Question

1. Suppose a rising sea level leads to the splitting of one Pacific island into two smaller islands. A population of geckos on this island is thus split into two small populations. An evolutionary biologist interested in studying the effect of this split performs an analysis of a polymorphic single nucleotide located in an intron of the alpha-tubulin gene. Immediately after the split, the two populations start at different frequencies for a 'T' allele. Population 1 has a frequency of the 'T' allele starting at 0.9. Population 2 has a frequency of the 'T' allele starting at 0.1 Assuming that the allele is neutral, what is the most likely outcome?

   		After many generations, Population 1 fixes for the 'T' allele and Population 2 loses the 'T' allele.
   		After many generations, both populations converge on a 0.5 frequency and remain that way.
   		After many generations, Population 1 remains at precisely 0.9 and Population 2 remains at precisely 0.1 for the frequency of the 'T' allele.

[Dataset entries]
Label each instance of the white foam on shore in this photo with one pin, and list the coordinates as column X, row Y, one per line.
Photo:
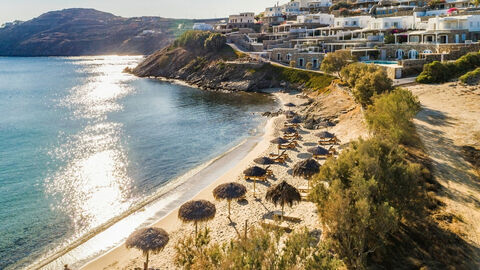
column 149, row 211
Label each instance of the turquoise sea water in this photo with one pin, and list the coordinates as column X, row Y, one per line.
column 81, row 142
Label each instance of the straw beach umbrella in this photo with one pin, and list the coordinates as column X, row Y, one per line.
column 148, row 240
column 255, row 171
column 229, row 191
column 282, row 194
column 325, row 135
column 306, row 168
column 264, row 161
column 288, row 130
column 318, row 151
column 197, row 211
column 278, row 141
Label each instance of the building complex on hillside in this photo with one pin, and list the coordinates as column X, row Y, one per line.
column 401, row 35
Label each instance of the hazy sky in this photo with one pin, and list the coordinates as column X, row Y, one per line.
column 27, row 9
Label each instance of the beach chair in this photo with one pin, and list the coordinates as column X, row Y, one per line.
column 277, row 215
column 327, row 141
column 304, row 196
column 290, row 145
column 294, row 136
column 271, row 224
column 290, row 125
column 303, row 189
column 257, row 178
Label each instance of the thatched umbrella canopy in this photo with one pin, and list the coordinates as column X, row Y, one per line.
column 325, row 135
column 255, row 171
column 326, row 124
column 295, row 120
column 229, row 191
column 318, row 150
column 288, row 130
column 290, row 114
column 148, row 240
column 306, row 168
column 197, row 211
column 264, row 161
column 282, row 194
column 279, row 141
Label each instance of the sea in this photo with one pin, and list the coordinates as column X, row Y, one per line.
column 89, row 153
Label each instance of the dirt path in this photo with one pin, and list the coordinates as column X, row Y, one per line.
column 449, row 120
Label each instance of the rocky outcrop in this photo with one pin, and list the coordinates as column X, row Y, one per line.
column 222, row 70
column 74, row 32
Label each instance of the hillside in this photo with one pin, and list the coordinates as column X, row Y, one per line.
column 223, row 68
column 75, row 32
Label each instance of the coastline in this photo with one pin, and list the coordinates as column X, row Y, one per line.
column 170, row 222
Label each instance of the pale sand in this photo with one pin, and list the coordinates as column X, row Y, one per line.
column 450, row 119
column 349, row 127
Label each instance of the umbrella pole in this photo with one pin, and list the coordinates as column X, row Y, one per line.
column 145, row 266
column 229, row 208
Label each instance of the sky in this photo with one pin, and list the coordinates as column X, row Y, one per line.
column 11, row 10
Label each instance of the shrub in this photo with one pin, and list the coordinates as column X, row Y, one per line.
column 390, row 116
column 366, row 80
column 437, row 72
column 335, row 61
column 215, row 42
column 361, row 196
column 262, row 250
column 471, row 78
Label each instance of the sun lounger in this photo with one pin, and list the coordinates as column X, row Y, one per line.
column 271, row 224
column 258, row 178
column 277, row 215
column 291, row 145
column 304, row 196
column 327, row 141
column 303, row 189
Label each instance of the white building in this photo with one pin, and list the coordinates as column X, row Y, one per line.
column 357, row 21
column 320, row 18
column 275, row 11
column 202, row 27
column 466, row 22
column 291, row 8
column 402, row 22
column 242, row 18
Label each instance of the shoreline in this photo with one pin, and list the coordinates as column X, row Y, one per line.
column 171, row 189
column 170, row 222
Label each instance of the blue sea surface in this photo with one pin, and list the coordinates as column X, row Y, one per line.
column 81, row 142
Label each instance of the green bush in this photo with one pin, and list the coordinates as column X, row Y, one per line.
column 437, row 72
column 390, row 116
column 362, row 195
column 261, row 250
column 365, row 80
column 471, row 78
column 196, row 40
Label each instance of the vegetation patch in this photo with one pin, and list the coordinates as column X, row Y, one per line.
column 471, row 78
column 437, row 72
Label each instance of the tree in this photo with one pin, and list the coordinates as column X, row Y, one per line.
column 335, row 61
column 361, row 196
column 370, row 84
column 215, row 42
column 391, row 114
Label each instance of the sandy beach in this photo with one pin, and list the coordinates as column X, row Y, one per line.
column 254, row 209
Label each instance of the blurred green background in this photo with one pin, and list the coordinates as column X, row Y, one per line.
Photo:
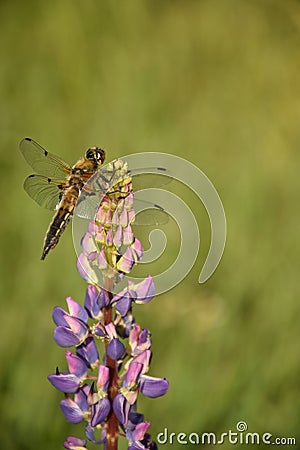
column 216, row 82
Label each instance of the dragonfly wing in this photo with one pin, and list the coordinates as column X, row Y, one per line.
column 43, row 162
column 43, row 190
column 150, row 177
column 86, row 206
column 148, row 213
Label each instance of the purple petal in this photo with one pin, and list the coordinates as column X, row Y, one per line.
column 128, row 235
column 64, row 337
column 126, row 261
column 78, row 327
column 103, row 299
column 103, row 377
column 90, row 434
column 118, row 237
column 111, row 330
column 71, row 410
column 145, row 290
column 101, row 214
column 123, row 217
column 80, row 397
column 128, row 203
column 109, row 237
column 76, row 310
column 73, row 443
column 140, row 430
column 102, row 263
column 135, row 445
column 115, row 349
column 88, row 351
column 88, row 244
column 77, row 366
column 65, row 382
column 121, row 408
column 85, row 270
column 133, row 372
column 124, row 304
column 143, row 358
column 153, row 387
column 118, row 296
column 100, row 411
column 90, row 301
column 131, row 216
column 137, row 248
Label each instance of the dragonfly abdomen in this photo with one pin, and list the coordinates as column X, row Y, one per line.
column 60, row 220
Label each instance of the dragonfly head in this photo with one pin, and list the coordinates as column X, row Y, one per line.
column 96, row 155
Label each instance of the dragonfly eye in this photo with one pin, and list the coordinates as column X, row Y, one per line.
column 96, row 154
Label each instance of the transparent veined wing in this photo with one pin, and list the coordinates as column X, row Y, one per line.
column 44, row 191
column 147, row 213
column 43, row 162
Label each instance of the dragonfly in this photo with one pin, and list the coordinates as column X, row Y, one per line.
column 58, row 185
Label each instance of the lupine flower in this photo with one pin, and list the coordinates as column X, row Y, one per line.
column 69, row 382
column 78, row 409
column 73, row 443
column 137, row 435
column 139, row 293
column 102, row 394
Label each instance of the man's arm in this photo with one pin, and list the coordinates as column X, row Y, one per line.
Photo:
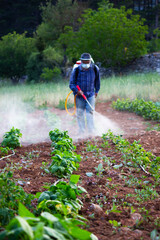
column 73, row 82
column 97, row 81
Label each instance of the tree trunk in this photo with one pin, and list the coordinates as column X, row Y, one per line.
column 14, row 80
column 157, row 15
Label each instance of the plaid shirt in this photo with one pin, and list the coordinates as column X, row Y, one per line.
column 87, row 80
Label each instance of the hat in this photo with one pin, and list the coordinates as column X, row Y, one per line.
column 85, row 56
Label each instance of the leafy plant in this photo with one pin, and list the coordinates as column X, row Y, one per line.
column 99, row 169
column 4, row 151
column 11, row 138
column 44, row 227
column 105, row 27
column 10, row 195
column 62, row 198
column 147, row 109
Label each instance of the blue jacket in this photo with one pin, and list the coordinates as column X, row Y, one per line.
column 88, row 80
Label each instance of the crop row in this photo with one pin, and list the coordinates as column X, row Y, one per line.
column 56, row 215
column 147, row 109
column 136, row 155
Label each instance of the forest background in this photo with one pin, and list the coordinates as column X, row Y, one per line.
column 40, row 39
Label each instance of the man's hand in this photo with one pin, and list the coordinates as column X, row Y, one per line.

==

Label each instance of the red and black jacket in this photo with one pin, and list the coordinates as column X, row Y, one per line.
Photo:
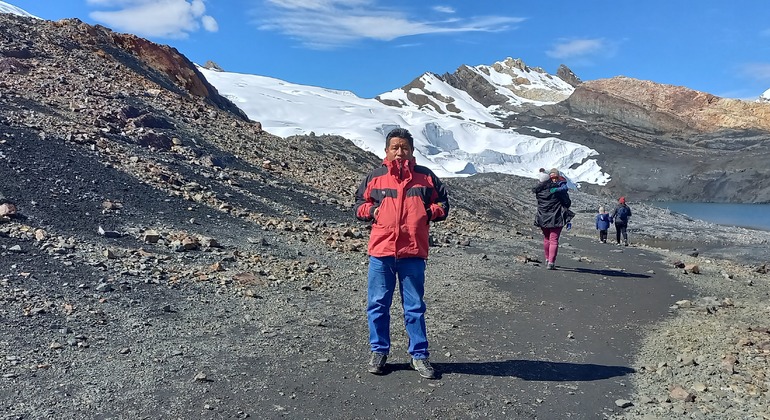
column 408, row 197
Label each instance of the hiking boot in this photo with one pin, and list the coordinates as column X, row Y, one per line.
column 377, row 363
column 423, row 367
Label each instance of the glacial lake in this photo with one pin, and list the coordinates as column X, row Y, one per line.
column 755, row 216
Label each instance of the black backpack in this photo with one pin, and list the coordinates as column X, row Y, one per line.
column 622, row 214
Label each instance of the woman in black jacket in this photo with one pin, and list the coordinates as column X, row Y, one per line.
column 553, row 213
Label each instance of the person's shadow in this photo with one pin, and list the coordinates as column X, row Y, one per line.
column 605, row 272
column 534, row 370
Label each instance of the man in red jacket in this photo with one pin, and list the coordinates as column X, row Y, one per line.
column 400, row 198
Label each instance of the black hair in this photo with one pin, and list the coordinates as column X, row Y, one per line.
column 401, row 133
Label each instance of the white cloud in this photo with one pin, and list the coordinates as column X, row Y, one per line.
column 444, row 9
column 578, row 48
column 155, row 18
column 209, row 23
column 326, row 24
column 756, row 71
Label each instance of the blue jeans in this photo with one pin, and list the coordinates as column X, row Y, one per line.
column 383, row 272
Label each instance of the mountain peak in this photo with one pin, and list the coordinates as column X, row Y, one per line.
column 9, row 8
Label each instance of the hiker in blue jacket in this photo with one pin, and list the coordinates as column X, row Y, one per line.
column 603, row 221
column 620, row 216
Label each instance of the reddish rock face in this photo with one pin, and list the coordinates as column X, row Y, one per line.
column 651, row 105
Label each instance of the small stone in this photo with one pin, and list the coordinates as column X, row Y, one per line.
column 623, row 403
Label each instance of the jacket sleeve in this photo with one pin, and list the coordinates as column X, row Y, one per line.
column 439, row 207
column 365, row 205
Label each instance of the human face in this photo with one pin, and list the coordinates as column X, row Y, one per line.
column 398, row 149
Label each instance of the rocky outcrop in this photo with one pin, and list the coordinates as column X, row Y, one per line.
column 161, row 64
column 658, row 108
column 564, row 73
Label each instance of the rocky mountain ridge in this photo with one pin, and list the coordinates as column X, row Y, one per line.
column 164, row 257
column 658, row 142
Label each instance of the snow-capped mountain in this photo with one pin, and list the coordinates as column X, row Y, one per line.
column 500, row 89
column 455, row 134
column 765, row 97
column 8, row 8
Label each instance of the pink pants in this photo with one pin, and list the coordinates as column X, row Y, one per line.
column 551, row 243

* * *

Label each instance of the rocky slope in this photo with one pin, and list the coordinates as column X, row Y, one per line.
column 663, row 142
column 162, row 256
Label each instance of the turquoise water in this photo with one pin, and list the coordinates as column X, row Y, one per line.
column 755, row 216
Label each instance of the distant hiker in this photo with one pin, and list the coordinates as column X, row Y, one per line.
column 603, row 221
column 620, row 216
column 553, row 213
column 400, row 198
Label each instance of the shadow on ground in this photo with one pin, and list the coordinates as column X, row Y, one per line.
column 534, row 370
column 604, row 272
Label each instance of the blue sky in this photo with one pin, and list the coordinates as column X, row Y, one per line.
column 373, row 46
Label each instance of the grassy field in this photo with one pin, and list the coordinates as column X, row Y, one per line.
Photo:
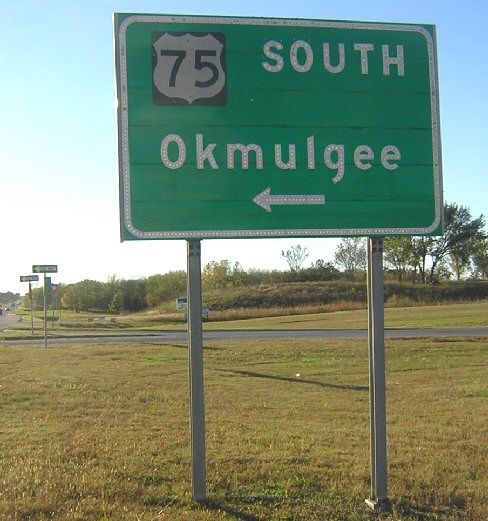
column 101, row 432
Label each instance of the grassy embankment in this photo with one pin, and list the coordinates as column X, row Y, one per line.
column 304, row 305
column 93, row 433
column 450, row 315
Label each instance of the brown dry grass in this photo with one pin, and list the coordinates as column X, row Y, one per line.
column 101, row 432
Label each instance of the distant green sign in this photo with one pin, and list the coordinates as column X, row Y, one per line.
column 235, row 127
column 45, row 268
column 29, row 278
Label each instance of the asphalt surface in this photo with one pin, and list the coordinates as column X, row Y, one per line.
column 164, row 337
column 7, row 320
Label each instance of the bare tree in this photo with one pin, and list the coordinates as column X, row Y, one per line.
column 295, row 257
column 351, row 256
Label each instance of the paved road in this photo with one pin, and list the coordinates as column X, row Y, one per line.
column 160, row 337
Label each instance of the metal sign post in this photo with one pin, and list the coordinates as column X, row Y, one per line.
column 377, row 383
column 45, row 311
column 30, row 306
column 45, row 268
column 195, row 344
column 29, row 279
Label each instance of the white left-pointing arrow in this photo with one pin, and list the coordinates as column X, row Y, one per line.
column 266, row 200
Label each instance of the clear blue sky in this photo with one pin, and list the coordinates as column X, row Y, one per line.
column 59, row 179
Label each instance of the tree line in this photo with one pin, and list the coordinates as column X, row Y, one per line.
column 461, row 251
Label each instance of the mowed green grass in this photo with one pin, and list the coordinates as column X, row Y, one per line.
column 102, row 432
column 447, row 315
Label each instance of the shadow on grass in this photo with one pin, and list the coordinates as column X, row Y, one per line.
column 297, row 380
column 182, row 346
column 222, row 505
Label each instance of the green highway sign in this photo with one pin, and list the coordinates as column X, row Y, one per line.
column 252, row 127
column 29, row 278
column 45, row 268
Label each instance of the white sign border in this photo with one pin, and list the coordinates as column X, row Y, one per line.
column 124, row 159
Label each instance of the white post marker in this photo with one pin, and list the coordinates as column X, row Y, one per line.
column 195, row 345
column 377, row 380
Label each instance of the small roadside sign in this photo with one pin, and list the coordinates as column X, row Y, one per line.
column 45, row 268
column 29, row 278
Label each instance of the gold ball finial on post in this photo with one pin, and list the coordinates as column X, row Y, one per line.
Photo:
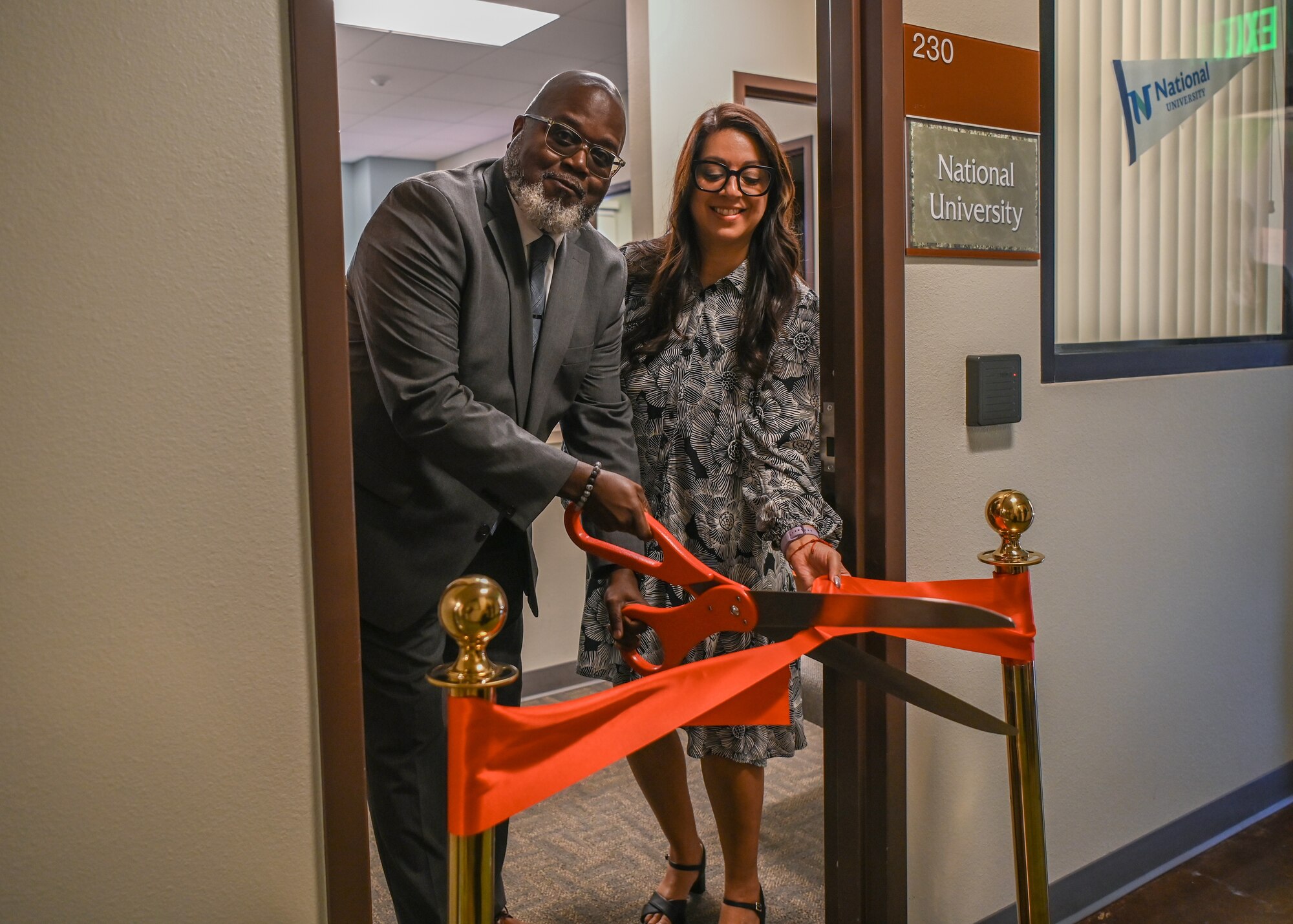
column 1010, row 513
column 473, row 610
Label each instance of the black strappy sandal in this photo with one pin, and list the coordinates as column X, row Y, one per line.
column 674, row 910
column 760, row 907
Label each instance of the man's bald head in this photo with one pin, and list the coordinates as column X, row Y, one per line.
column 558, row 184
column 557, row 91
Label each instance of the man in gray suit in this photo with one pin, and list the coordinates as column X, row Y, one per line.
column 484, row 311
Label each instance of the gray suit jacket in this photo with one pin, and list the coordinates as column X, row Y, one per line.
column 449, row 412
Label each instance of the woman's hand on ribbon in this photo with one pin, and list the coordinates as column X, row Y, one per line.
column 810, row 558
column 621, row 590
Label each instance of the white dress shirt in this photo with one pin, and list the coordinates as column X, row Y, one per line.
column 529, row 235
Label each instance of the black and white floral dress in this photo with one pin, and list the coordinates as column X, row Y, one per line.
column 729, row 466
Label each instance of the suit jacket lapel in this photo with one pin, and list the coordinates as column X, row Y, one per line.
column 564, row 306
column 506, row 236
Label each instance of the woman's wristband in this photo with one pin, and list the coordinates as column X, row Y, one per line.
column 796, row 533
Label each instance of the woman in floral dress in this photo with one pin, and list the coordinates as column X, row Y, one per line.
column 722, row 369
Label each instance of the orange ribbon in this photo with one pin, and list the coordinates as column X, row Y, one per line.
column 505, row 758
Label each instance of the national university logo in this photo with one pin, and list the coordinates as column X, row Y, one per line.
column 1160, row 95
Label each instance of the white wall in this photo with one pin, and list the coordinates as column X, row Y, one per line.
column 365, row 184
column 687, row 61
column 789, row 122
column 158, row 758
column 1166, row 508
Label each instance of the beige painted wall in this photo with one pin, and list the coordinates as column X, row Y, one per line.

COMPLETE THE FOLLOWING =>
**a)** In the gecko question, do the following statements agree with the text? (i) Population 2 starts with a 'T' allele frequency of 0.1. (ii) The analyzed nucleotide lies in an exon of the alpha-tubulin gene. (iii) The island is split by a volcanic eruption. Answer yes or no for each, quoting the deciding words.
**b)** Reproduce the gecko question verbatim from "After many generations, Population 1 fixes" up to and including "of the 'T' allele.".
None of this material is needed.

TASK ANSWERS =>
**a)**
(i) Yes: "Population 2 has a frequency of the 'T' allele starting at 0.1"
(ii) No: "located in an intron of the alpha-tubulin gene"
(iii) No: "a rising sea level leads to the splitting of one Pacific island into two smaller islands"

**b)**
After many generations, Population 1 fixes for the 'T' allele and Population 2 loses the 'T' allele.
   		After many generations, both populations converge on a 0.5 frequency and remain that way.
   		After many generations, Population 1 remains at precisely 0.9 and Population 2 remains at precisely 0.1 for the frequency of the 'T' allele.